Written instruction:
In your copy, reproduce the entries exactly as they are, minus the images.

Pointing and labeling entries

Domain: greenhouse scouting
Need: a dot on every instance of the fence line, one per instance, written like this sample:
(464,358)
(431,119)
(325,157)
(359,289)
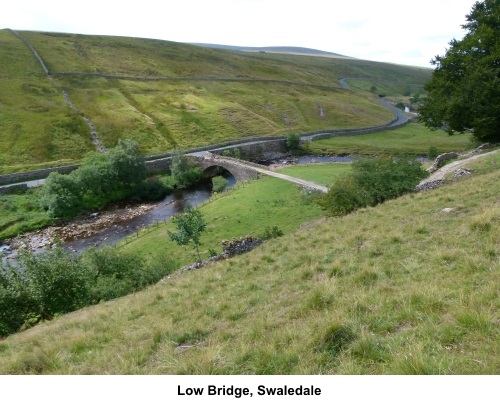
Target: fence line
(150,228)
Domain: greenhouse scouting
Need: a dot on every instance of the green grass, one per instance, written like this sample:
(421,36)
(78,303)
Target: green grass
(36,126)
(413,139)
(401,288)
(324,173)
(21,213)
(247,210)
(40,130)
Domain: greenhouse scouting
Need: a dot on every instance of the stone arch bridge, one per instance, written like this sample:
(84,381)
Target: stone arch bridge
(211,164)
(242,170)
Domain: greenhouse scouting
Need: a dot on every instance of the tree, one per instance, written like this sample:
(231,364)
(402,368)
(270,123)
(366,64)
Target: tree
(292,141)
(464,91)
(190,226)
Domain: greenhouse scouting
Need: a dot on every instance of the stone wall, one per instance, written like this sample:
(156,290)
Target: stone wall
(34,174)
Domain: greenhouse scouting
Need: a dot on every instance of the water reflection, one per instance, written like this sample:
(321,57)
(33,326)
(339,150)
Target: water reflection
(173,204)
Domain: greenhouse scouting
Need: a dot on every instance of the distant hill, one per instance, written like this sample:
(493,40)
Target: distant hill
(293,50)
(166,94)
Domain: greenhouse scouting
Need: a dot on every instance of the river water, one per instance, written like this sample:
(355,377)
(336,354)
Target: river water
(172,205)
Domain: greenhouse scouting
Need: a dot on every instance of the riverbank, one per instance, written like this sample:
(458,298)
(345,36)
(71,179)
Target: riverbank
(83,226)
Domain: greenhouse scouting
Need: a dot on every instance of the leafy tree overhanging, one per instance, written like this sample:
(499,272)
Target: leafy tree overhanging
(464,92)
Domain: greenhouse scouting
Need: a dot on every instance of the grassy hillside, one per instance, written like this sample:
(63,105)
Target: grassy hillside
(156,92)
(35,123)
(412,139)
(402,288)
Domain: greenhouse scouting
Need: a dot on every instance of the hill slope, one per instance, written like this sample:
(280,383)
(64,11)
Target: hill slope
(402,288)
(293,50)
(165,95)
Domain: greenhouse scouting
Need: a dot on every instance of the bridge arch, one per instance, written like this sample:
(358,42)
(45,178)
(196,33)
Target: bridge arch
(212,164)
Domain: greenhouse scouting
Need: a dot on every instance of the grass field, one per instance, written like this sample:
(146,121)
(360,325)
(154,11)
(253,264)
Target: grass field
(21,213)
(412,139)
(40,130)
(324,173)
(247,210)
(401,288)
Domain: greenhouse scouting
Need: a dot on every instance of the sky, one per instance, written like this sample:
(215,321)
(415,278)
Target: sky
(396,31)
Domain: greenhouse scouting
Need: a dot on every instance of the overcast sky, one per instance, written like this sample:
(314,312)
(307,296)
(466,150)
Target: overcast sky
(404,32)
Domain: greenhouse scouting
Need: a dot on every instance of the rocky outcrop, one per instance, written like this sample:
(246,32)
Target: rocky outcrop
(230,248)
(441,159)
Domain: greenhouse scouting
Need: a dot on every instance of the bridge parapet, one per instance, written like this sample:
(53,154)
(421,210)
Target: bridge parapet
(241,171)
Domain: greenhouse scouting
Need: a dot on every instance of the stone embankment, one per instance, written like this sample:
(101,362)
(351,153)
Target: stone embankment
(230,248)
(439,172)
(81,227)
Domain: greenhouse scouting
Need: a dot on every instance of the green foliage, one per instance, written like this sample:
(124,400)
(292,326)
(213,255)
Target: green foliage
(16,304)
(344,197)
(271,233)
(190,226)
(101,179)
(432,153)
(183,170)
(118,273)
(57,281)
(154,188)
(464,92)
(219,183)
(371,182)
(61,196)
(293,142)
(387,178)
(335,339)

Result of this exercise:
Domain: greenhouse scouting
Need: a dot on every instance of the fence line, one per instance, written like this sample:
(464,358)
(431,119)
(325,157)
(359,289)
Target: fence line
(150,228)
Domain: greenhouse scouting
Need: a dot on every instance of the green grass, one per instance, written like this sample:
(421,36)
(78,303)
Target: green grass
(36,126)
(413,139)
(401,288)
(324,173)
(21,213)
(247,210)
(40,130)
Domain: greenhouse scouting
Need: a dot on every instance of the stone arch bridge, one per instance, written like this sample:
(84,381)
Target: stone arch bridge
(211,164)
(242,170)
Domain: greenhouse scouting
Need: a dot on every instance of the tree, one per instance, written like this sample:
(231,364)
(402,368)
(270,123)
(366,64)
Target: tree
(292,141)
(464,91)
(190,226)
Domain: greenhouse scouting
Need: a dot on every instance of the stone wall, one per instance, written like this sample:
(156,290)
Target: stone wall
(34,174)
Domain: greenhouse scouting
Need: a dot on every instance of the water reflection, one per instance, written like this sample:
(321,57)
(33,326)
(339,150)
Target: water reflection
(173,204)
Domain: greenhouse scouting
Need: a dot on every instance of the distant hill, one per instance, written like this sample:
(493,40)
Target: distant hill
(293,50)
(166,94)
Domain: greenhouse scouting
Need: a dot on every instance of the river water, one per instance, written like this sample:
(355,377)
(336,354)
Target: river water
(172,205)
Domain: greenhouse scouting
Need: a dot on every instance of the riverbank, one per instance, written like this sample:
(458,298)
(345,36)
(71,179)
Target: riverbank
(83,226)
Domain: greenhouse scouting
Need: a dot on every instance of the leafy tree overhanging, one per instance, written like this sample:
(499,272)
Target: leafy tree overhanging
(464,92)
Domain: greenhouse scouting
Need: a dot on every instance of the grassy hillside, one per instance, written like this sample:
(63,105)
Target: grassy hillside
(156,92)
(35,123)
(412,139)
(402,288)
Domain: greenhouse scouting
Need: a dot on every instance of the hill slope, one per instance, written like this sample:
(280,383)
(64,11)
Target: hill slope
(402,288)
(293,50)
(165,95)
Domain: greenhouse scouting
Need: a dot on every instance of the bridge arch, one per instance, written like this sample:
(358,42)
(45,178)
(196,33)
Target: bridge arch
(212,164)
Domain: greenhouse scouting
Need: a dot on every instance of the grass field, one per instance, written like this sample:
(146,121)
(360,325)
(154,11)
(253,264)
Target: grass field
(21,213)
(412,139)
(40,130)
(324,173)
(247,210)
(401,288)
Domain: greenhouse scouting
Need: a dot on every instance of the sky, one per instance, written like this sample:
(215,321)
(415,278)
Target: sky
(396,31)
Domain: greenhouse scouting
Need: a dot on every instance of the overcast sky, one per instance, written like this sample:
(314,312)
(307,296)
(466,150)
Target: overcast sky
(404,32)
Domain: greenhouse scouting
Need: a dot on every instance of the rocky outcrop, one per instance, written like this sample:
(246,32)
Target: rocky outcrop
(230,248)
(441,159)
Domain: greenhouse scouting
Need: a dot on every instance of the bridge parapet, one per instance, written like this sample:
(53,154)
(421,210)
Target: bridge parapet
(241,171)
Domain: greenhouse scouting
Need: a dot on every instance of the stone embankment, one per instance, written like this sample:
(101,362)
(351,153)
Target: stone embankment
(230,248)
(439,172)
(81,227)
Domain: greenhouse scouting
Need: a dot on every instance of the green foliage, one per instance, written like this sample:
(124,400)
(292,326)
(213,255)
Target: green foliage
(16,304)
(344,197)
(271,233)
(190,226)
(101,179)
(432,153)
(183,170)
(118,273)
(57,281)
(154,188)
(464,92)
(219,183)
(371,182)
(61,196)
(293,142)
(387,178)
(335,339)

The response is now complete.